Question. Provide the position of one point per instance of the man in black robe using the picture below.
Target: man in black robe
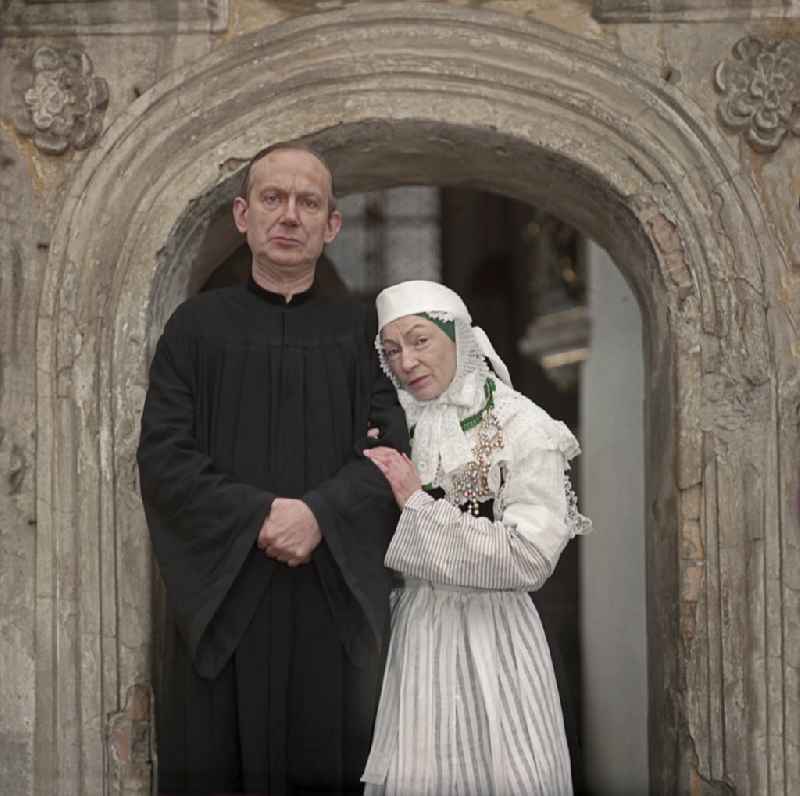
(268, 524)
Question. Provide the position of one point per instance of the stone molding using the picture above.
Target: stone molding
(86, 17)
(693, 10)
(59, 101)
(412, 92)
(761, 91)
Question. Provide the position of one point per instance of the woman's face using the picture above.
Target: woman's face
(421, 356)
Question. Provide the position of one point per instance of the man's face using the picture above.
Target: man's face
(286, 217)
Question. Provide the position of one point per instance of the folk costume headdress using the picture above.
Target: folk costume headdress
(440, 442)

---

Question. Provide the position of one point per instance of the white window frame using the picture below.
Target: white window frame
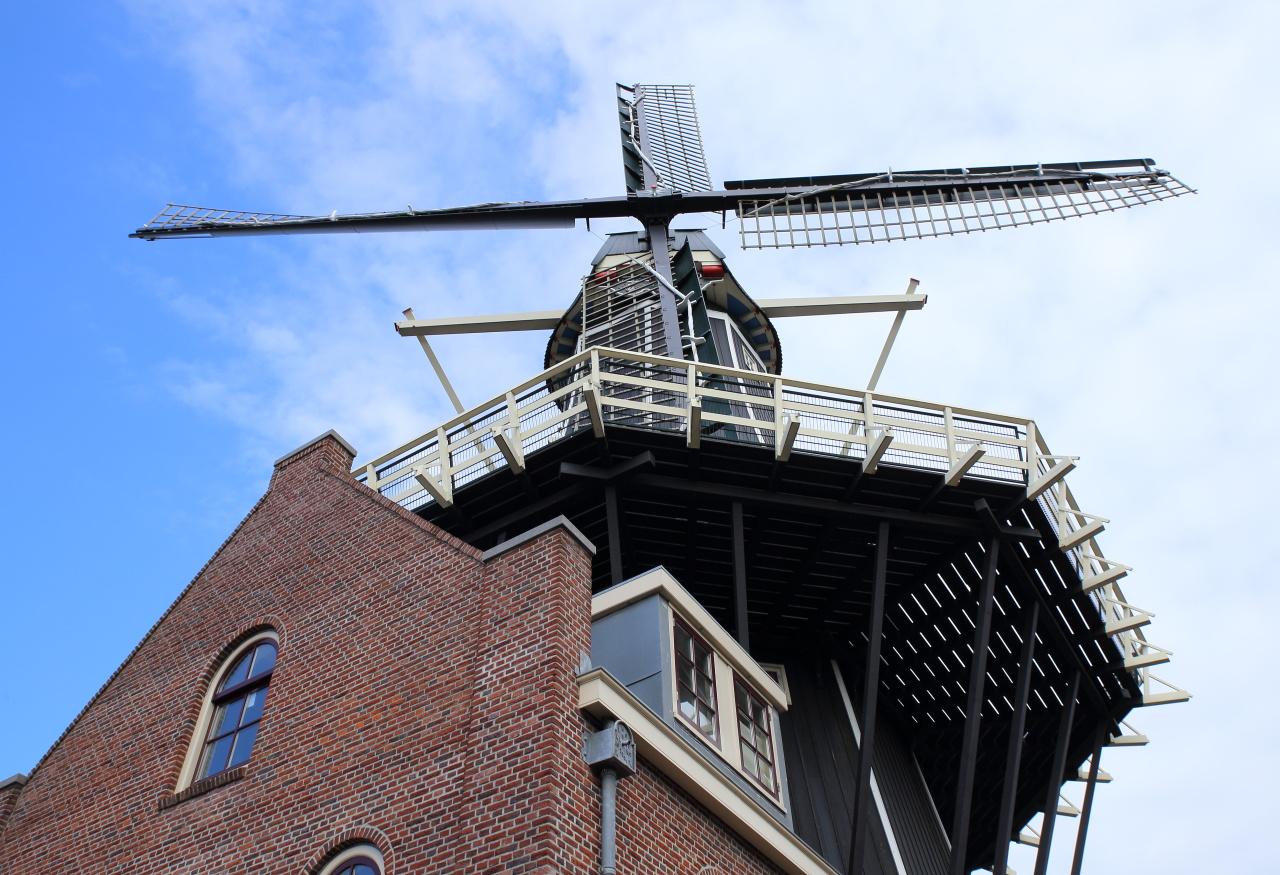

--

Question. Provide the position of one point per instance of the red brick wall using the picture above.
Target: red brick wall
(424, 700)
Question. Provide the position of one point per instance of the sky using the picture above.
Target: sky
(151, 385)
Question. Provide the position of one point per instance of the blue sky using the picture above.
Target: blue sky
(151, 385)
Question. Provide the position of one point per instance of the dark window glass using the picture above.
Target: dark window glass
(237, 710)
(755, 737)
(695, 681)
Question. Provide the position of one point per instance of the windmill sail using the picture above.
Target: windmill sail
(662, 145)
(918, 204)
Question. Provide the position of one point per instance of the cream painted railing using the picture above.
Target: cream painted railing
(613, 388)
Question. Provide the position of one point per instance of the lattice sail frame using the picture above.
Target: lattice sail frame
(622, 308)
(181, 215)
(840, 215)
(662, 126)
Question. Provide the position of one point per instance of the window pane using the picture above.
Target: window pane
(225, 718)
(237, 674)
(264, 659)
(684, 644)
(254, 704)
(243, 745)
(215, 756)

• [WHAT IS EXPECTED]: Rename "window frame" to "door frame" in everything from the line containing "frame using the picture below." down to the line containing "Target: white window frame", changing nothing else. Return only those lines.

• [IN RESPONSE]:
Question. Provide the position of one point per instance of the white door frame using the picture below.
Target: white door frame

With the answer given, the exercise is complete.